WHAT YOU ARE ASKED TO DO | The answer is to be the data below, written out in full and exactly.

TASK INPUTS |
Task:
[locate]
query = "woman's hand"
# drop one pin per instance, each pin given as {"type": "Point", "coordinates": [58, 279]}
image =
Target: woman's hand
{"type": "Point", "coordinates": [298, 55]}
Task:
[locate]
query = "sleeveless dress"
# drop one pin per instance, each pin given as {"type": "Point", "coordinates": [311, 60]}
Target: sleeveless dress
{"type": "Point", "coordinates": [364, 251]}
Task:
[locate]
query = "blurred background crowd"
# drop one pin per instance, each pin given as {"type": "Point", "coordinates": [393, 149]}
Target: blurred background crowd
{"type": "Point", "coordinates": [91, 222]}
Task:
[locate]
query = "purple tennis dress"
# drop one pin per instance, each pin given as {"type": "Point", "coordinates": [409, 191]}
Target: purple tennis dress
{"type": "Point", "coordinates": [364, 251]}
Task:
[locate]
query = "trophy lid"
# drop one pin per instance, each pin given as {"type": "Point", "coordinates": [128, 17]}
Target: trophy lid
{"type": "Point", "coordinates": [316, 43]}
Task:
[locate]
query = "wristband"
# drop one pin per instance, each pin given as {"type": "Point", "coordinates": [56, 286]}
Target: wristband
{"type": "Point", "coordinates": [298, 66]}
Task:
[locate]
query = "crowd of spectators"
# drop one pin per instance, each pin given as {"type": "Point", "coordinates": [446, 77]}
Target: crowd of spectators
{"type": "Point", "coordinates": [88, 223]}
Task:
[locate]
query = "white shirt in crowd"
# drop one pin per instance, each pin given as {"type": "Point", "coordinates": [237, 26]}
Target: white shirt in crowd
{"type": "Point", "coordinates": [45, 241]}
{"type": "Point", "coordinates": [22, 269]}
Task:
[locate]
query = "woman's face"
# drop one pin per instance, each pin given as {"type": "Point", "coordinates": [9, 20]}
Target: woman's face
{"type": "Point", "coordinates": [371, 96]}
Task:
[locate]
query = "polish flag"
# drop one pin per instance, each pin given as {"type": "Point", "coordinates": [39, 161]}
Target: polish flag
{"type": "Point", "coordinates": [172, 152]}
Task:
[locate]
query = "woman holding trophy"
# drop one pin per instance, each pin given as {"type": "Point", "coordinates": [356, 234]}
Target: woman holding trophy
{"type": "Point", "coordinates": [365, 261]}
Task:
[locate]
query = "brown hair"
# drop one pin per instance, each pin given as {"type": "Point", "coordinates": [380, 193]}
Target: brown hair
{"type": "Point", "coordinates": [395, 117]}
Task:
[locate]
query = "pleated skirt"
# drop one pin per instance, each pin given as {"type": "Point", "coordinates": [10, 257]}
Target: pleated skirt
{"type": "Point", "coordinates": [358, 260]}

RESPONSE TO THIS TASK |
Task:
[locate]
query = "woman's hand"
# drop one pin per instance, each pin given as {"type": "Point", "coordinates": [58, 279]}
image =
Target: woman's hand
{"type": "Point", "coordinates": [298, 55]}
Task:
[locate]
query = "sleeveless dress"
# drop one pin per instance, each pin given as {"type": "Point", "coordinates": [311, 60]}
Target: sleeveless dress
{"type": "Point", "coordinates": [364, 251]}
Task:
[locate]
query = "blurred background crowd"
# drop one pin per instance, each pin given as {"type": "Point", "coordinates": [393, 149]}
Target: blurred background crowd
{"type": "Point", "coordinates": [91, 222]}
Task:
[locate]
query = "purple tennis dress"
# drop one pin per instance, each pin given as {"type": "Point", "coordinates": [409, 191]}
Target: purple tennis dress
{"type": "Point", "coordinates": [364, 251]}
Task:
[locate]
query = "trophy lid"
# drop one pin per instance, each pin given as {"type": "Point", "coordinates": [128, 17]}
Target: trophy lid
{"type": "Point", "coordinates": [316, 43]}
Task:
[locate]
query = "wristband"
# drop one pin per instance, each pin given as {"type": "Point", "coordinates": [56, 286]}
Target: wristband
{"type": "Point", "coordinates": [298, 66]}
Task:
[locate]
query = "crowd of spectators"
# drop one pin per instance, each pin given as {"type": "Point", "coordinates": [446, 77]}
Target: crowd of spectators
{"type": "Point", "coordinates": [88, 223]}
Task:
[locate]
query = "white shirt in crowd"
# drop one pin per instance, each pin given as {"type": "Point", "coordinates": [237, 26]}
Target: white shirt in crowd
{"type": "Point", "coordinates": [45, 241]}
{"type": "Point", "coordinates": [22, 269]}
Task:
[locate]
query = "woman's face"
# drop one pin per instance, each pin given as {"type": "Point", "coordinates": [9, 20]}
Target: woman's face
{"type": "Point", "coordinates": [371, 96]}
Task:
[locate]
query = "polish flag"
# drop one pin per instance, each pin given as {"type": "Point", "coordinates": [39, 161]}
Target: polish flag
{"type": "Point", "coordinates": [172, 152]}
Task:
[locate]
query = "woman holding trophy"
# drop one pin per instance, each pin given as {"type": "Point", "coordinates": [356, 234]}
Target: woman holding trophy
{"type": "Point", "coordinates": [365, 261]}
Task:
[locate]
query = "brown hair"
# drop one pin per instance, each pin given as {"type": "Point", "coordinates": [380, 193]}
Target: brown hair
{"type": "Point", "coordinates": [395, 117]}
Task:
[locate]
query = "pleated skirt"
# drop one pin per instance, each pin given as {"type": "Point", "coordinates": [10, 257]}
Target: pleated skirt
{"type": "Point", "coordinates": [358, 260]}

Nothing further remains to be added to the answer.